What you need to do: In the records below, find the line holding "Target: dark wetsuit" and the line holding "Note to the class: find each instance of the white foam". Set down both, with every line between them, exactly.
── Records for the task
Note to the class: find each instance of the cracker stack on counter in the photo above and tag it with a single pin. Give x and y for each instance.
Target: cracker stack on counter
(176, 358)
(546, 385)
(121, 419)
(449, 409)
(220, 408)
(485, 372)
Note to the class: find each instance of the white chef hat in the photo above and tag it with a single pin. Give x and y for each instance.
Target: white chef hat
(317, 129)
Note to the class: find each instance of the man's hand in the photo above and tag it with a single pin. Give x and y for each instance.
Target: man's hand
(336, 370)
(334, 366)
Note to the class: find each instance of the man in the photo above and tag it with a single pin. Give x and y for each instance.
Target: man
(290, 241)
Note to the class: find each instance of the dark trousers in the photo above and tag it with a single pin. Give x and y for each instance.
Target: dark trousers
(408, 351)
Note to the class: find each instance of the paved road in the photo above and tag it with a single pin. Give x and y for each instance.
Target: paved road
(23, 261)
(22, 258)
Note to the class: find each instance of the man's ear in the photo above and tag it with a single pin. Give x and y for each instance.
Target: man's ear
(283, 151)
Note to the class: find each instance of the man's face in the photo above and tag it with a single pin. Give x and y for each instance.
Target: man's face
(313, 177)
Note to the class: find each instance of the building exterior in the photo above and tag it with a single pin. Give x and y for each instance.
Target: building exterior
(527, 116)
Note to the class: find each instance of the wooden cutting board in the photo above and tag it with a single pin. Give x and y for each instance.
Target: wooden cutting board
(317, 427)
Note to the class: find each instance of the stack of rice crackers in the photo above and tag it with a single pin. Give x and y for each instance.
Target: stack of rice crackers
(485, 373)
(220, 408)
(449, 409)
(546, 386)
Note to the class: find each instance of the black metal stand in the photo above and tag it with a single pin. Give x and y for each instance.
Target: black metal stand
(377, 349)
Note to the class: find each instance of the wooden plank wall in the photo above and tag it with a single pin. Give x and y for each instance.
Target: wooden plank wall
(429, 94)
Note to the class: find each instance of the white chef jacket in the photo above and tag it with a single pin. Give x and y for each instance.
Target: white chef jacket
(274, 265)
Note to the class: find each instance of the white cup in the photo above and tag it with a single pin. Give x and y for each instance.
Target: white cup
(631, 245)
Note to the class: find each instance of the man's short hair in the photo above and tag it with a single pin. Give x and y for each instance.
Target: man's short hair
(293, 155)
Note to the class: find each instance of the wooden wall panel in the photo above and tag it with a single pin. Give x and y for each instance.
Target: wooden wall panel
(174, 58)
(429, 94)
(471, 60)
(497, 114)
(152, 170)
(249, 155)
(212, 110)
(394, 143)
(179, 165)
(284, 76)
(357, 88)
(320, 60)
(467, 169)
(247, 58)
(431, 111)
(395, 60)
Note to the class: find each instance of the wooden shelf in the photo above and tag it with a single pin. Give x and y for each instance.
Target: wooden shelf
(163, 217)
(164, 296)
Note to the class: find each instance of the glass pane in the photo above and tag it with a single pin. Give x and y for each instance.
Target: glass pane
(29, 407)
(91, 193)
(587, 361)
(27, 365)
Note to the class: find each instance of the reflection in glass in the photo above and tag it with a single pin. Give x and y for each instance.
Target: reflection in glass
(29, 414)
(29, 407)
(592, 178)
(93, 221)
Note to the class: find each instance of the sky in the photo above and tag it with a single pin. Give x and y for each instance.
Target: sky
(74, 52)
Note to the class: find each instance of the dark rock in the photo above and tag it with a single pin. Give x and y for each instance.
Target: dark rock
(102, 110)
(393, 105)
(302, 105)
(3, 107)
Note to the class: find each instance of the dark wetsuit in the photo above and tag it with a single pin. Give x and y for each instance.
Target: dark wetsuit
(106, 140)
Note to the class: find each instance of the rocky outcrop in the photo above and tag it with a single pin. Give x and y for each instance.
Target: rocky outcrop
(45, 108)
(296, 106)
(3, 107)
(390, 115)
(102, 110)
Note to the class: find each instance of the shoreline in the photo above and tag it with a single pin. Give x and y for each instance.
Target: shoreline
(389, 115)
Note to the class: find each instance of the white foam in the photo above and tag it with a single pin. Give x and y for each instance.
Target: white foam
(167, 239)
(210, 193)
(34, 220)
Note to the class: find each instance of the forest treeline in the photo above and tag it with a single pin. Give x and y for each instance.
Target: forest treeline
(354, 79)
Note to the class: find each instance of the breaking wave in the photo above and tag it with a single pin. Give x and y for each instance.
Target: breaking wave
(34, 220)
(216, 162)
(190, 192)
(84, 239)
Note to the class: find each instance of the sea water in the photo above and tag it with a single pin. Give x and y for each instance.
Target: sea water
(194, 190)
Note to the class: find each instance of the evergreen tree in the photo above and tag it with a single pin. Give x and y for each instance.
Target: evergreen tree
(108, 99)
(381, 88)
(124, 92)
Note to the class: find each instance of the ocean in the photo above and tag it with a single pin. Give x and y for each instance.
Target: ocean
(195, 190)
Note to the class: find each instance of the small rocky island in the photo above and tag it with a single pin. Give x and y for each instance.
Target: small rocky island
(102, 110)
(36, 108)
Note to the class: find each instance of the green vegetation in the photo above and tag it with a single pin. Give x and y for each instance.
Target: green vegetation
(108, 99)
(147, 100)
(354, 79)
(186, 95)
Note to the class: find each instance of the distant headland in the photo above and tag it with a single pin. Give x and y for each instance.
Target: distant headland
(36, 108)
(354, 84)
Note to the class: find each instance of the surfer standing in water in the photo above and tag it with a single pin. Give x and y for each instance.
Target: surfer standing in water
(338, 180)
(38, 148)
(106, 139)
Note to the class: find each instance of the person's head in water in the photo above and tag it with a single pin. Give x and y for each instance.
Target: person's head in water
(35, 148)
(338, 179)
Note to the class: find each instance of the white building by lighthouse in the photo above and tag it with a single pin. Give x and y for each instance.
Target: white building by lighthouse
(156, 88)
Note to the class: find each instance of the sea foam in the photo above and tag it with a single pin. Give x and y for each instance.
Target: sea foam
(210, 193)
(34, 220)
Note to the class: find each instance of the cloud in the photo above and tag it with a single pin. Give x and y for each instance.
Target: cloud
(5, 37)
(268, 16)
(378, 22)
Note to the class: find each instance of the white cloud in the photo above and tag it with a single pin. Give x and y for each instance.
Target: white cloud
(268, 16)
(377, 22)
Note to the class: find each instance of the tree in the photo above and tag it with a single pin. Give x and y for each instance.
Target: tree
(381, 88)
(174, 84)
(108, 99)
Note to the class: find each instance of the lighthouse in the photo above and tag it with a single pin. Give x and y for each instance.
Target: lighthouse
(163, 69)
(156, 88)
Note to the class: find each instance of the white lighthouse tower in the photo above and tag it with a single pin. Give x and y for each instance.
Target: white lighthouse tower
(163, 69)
────
Result of this exercise:
Target: dark wetsuit
(106, 140)
Note to the class: find each instance of the rocky outcrop in the photo above and tag it with a single pin. Give x and y for each instance.
Target: rocky outcrop
(45, 108)
(296, 106)
(3, 107)
(390, 115)
(102, 110)
Note to the class: find each instance of the shoreline in the photo above and tag it with a single pin. Give x and y for each instance.
Target: shoreline
(389, 115)
Note to the class: find each instance of the white foam in the photo above and tag it with a single pin. Give x and y for each instance.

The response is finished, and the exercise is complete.